> _Problem_: Run through the records and, wherever a line holds the word "shell", return that line.

> _Source data_:
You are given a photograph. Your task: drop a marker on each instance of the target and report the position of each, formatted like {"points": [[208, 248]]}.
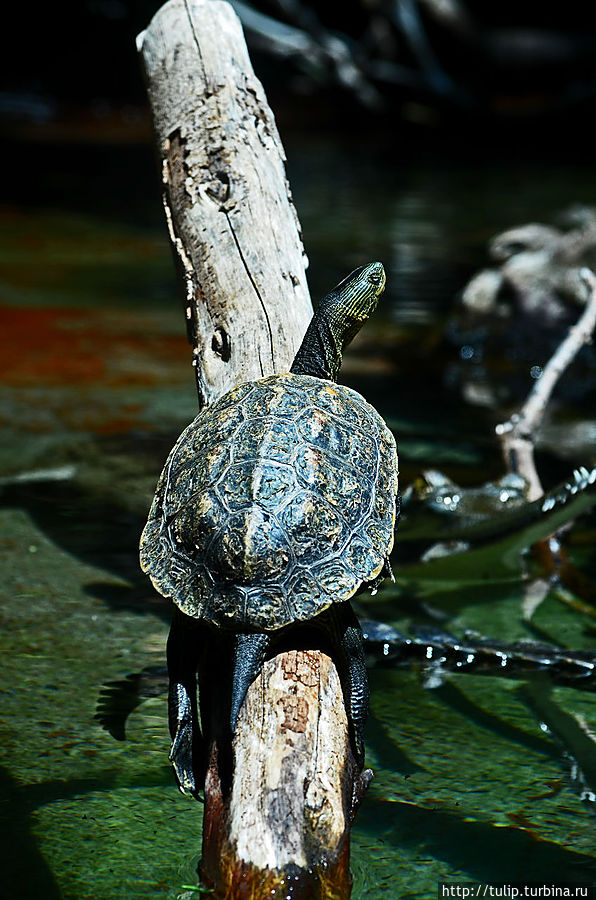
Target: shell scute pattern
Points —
{"points": [[251, 549], [274, 503], [269, 437], [315, 527]]}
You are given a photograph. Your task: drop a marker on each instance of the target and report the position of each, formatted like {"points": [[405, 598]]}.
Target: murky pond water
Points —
{"points": [[97, 385]]}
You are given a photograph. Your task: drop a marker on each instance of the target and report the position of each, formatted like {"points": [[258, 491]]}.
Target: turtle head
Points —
{"points": [[339, 317], [352, 301]]}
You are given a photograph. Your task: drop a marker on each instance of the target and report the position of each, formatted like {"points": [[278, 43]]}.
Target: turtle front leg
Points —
{"points": [[354, 680], [185, 642], [249, 655]]}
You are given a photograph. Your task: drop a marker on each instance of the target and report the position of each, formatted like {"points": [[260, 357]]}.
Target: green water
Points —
{"points": [[97, 385]]}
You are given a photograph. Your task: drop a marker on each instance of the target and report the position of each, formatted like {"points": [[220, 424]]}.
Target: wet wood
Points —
{"points": [[279, 823], [518, 434]]}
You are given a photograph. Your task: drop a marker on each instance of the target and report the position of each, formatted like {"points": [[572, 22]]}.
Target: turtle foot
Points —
{"points": [[352, 665], [186, 739]]}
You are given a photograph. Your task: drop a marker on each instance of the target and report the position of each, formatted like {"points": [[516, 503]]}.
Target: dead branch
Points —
{"points": [[518, 434]]}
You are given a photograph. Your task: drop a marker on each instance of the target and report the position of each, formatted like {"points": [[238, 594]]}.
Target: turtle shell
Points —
{"points": [[275, 502]]}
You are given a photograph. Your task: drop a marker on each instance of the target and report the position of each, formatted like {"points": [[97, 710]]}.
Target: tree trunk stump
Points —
{"points": [[280, 824]]}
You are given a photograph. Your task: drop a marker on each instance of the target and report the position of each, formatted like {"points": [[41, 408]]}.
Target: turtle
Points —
{"points": [[275, 506]]}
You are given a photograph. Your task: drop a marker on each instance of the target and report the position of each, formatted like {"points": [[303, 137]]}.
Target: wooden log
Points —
{"points": [[281, 819], [231, 220]]}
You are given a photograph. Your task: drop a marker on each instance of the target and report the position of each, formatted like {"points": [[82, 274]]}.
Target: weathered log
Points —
{"points": [[232, 224], [282, 817]]}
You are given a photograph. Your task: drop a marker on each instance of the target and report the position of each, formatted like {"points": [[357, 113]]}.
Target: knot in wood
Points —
{"points": [[302, 667], [295, 710]]}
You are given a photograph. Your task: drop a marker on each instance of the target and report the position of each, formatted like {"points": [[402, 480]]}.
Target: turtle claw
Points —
{"points": [[355, 685], [249, 655], [185, 737]]}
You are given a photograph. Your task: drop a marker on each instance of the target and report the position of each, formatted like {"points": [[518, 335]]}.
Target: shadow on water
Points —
{"points": [[100, 524], [457, 700], [486, 852], [21, 862]]}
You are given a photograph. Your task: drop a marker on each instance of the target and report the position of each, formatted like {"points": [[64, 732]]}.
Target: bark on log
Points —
{"points": [[279, 824]]}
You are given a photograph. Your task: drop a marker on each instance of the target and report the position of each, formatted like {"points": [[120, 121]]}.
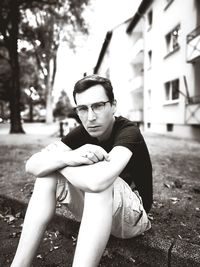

> _Task answer_:
Target: shell scute pattern
Target: turtle shell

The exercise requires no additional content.